--- START Supplied data ---
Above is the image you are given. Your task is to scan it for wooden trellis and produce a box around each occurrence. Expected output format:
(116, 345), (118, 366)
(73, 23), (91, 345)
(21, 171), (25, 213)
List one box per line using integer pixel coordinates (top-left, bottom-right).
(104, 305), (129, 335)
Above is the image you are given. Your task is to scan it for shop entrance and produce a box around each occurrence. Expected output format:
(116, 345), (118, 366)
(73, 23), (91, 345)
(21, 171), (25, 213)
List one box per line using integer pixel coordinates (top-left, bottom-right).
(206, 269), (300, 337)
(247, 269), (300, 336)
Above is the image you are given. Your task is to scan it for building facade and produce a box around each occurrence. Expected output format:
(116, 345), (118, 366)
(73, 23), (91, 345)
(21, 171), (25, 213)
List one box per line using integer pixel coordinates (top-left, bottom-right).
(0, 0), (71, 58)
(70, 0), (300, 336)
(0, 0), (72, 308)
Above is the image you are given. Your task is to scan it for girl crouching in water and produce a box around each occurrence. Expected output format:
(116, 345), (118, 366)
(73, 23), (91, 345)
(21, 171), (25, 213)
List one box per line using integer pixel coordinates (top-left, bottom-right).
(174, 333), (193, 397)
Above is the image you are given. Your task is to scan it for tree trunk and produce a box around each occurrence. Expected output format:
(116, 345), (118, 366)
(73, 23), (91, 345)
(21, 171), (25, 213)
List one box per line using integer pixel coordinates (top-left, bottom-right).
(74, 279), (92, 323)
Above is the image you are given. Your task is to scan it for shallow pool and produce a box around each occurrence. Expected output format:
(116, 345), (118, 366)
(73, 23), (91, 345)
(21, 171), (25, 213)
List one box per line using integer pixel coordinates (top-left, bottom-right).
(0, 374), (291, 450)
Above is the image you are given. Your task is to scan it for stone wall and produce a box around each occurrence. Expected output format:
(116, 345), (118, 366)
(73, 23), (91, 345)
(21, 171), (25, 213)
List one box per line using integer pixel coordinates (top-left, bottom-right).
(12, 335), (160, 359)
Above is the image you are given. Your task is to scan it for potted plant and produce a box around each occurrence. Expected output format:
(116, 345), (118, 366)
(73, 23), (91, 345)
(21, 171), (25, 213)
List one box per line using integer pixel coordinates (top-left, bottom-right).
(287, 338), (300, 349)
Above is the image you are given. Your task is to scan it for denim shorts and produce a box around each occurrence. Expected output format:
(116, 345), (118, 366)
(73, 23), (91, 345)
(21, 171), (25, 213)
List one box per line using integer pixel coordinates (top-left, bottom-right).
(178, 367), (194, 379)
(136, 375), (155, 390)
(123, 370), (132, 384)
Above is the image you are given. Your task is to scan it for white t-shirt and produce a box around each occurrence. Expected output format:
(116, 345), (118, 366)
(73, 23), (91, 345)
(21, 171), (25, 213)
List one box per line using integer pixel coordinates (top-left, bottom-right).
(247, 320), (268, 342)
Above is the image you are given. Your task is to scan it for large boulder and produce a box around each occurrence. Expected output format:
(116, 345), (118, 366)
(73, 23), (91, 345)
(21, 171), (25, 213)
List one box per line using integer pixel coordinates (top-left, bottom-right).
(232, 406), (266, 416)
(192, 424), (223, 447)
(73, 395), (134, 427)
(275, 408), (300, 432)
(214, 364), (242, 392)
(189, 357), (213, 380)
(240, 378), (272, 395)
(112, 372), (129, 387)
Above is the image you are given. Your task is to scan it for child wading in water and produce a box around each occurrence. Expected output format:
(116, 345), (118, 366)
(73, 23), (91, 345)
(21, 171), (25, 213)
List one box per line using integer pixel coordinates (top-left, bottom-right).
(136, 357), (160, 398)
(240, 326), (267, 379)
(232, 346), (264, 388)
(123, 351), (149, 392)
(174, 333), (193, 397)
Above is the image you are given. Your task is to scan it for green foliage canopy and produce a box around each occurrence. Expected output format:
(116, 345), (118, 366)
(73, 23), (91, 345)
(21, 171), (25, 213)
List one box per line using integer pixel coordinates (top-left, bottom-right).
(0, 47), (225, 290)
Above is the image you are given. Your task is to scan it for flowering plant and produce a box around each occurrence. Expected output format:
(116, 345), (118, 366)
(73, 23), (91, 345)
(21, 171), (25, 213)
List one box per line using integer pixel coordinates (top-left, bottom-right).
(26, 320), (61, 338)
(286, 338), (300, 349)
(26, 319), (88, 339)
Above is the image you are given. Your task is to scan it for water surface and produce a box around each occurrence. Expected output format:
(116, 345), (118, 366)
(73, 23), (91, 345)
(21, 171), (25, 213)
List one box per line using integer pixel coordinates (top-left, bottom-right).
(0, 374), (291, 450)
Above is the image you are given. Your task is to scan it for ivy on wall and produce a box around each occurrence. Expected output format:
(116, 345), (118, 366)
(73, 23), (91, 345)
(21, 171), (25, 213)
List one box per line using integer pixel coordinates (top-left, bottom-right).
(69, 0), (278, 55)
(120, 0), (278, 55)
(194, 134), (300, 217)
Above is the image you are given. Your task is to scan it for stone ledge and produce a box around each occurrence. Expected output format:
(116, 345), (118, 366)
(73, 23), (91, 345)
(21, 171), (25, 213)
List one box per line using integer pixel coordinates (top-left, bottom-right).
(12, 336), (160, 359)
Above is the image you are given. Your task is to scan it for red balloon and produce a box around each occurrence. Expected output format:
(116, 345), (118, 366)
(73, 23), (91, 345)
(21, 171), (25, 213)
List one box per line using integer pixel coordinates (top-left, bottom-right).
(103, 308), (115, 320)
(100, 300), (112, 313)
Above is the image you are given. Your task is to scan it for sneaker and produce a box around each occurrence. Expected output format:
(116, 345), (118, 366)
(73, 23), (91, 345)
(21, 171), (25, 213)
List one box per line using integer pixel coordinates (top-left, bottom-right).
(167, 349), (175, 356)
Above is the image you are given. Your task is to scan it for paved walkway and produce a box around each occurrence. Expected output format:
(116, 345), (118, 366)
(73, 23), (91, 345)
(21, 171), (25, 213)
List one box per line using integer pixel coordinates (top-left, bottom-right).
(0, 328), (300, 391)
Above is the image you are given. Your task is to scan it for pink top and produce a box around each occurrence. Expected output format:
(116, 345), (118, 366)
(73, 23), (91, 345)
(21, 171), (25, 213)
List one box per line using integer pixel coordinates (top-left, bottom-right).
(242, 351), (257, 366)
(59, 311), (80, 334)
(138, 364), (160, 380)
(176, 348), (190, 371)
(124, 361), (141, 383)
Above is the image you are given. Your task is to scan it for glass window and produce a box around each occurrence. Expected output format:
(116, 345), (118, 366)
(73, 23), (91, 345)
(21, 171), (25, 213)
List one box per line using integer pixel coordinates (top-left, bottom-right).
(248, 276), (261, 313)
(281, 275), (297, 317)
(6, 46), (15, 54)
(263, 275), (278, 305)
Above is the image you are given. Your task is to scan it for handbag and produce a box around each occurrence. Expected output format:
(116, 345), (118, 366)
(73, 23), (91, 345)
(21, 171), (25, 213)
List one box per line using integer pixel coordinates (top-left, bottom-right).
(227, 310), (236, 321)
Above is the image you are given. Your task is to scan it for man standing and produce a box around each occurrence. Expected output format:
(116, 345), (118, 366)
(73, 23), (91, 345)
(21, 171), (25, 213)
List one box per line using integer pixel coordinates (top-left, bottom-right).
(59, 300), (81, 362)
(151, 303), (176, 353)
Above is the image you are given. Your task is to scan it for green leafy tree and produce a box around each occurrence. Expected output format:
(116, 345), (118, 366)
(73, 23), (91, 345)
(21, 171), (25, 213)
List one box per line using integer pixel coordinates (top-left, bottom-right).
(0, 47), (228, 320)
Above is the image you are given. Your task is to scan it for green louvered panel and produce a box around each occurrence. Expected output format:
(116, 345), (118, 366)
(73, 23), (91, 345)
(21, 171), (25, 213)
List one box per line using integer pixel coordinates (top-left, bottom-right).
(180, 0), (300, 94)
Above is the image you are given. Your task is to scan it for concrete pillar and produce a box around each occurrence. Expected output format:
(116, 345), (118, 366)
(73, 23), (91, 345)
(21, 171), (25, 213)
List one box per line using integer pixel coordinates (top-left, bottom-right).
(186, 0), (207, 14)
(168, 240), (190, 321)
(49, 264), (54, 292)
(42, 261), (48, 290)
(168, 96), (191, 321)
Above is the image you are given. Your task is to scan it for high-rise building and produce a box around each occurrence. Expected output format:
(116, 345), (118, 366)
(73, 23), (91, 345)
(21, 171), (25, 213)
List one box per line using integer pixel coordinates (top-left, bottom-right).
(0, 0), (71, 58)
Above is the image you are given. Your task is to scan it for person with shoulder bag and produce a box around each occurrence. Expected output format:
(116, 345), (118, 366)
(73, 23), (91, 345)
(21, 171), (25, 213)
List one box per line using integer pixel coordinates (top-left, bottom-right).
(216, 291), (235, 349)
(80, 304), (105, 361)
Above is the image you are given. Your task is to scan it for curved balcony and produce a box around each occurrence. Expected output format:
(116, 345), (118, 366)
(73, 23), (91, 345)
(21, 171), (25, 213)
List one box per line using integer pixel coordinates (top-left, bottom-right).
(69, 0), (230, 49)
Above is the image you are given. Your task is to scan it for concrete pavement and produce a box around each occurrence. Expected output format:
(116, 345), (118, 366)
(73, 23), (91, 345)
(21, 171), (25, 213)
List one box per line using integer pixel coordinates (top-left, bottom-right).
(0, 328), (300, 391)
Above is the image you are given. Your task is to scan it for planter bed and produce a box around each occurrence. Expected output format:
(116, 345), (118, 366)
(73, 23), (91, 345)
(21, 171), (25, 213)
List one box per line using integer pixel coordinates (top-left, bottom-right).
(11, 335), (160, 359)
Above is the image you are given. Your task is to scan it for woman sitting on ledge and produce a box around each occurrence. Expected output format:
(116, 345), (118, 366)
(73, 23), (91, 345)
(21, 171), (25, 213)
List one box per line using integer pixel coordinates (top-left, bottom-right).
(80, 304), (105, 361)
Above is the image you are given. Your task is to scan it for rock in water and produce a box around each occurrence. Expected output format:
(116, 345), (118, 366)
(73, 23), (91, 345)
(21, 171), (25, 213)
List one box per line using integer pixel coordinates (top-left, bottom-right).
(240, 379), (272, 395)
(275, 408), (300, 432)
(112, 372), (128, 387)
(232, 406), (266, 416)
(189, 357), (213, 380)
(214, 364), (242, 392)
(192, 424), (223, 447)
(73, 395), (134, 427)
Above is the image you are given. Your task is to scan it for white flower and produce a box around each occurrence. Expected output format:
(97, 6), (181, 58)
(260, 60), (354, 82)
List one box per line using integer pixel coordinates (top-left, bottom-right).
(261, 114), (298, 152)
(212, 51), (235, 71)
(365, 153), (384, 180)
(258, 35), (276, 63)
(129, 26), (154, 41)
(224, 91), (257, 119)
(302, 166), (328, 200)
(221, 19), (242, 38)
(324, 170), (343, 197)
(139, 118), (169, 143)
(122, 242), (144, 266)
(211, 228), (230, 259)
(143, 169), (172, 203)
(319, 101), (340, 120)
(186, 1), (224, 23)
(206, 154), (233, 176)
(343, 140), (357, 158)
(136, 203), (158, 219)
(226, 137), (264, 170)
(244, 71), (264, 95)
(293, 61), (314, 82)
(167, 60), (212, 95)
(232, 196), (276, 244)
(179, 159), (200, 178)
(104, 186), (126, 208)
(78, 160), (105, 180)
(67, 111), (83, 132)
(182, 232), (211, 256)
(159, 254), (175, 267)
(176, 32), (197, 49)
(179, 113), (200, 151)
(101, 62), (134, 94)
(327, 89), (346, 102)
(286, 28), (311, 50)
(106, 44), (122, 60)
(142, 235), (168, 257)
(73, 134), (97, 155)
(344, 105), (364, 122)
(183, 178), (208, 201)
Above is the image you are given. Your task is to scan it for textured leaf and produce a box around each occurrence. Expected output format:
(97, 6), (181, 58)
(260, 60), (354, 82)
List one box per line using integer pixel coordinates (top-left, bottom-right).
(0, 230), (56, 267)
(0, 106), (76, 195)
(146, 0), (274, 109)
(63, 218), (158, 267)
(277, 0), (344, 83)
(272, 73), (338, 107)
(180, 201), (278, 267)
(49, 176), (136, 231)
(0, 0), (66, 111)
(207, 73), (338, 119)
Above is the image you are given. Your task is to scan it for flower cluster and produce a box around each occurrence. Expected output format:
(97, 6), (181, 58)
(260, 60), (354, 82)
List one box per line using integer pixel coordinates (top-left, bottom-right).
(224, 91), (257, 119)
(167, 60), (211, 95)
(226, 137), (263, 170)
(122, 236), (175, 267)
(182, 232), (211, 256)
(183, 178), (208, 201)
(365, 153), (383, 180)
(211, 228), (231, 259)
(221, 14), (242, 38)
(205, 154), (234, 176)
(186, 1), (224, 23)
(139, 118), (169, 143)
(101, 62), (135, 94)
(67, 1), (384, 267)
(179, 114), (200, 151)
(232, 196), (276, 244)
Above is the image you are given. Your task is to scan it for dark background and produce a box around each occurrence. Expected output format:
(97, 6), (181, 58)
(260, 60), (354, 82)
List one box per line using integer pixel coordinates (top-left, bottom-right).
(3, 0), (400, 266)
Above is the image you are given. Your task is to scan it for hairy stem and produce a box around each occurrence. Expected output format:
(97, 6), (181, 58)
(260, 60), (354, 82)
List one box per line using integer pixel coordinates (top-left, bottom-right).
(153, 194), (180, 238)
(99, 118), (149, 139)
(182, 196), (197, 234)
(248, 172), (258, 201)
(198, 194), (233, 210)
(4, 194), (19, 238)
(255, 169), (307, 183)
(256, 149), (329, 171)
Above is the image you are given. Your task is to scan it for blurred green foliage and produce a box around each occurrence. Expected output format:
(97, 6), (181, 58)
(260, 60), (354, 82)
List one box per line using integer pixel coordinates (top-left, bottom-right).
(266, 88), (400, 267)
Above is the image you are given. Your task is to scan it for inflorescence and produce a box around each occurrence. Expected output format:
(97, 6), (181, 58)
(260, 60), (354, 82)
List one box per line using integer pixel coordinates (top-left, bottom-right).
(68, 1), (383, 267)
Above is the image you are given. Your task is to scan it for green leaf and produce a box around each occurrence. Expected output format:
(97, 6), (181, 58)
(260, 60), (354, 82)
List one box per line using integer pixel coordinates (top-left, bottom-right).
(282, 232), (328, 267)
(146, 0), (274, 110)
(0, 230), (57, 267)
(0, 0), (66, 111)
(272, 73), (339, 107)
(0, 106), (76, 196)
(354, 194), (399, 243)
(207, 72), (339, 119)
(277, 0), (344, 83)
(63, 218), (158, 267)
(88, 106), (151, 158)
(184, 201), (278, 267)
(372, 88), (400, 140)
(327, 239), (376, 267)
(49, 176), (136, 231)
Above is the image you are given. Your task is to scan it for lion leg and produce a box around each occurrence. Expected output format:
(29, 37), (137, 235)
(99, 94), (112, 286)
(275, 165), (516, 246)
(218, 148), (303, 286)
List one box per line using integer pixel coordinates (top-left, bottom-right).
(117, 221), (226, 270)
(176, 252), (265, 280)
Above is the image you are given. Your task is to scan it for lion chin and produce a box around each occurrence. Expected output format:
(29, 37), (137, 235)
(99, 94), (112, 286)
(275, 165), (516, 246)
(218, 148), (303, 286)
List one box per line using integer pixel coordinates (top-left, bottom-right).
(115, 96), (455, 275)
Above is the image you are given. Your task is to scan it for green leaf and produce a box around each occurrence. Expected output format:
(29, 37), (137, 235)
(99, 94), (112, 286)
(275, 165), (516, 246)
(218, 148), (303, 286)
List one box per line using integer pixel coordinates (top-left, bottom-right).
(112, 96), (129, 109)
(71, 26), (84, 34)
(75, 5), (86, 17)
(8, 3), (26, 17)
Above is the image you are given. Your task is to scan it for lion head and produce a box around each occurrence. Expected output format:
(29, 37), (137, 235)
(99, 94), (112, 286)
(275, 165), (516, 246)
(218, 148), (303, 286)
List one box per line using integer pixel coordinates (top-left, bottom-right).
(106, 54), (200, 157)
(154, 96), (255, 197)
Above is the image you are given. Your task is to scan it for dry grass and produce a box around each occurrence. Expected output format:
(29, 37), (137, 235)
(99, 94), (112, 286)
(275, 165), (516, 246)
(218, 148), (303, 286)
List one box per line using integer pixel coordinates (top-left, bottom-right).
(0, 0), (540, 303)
--- END Supplied data ---
To do - Rewrite the material from the line with "for red balloon" to the line with "(100, 300), (112, 313)", replacing "Expected output format" with "Required output format" and leaving everything else unchanged.

Solution for this task -
Above is the image you are given. Your task is to scan it for red balloon and produce a box around each occurrence. Required output format:
(116, 345), (118, 366)
(73, 23), (91, 345)
(21, 171), (25, 213)
List one box per line using integer pixel coordinates (top-left, bottom-right).
(103, 308), (115, 320)
(100, 300), (112, 313)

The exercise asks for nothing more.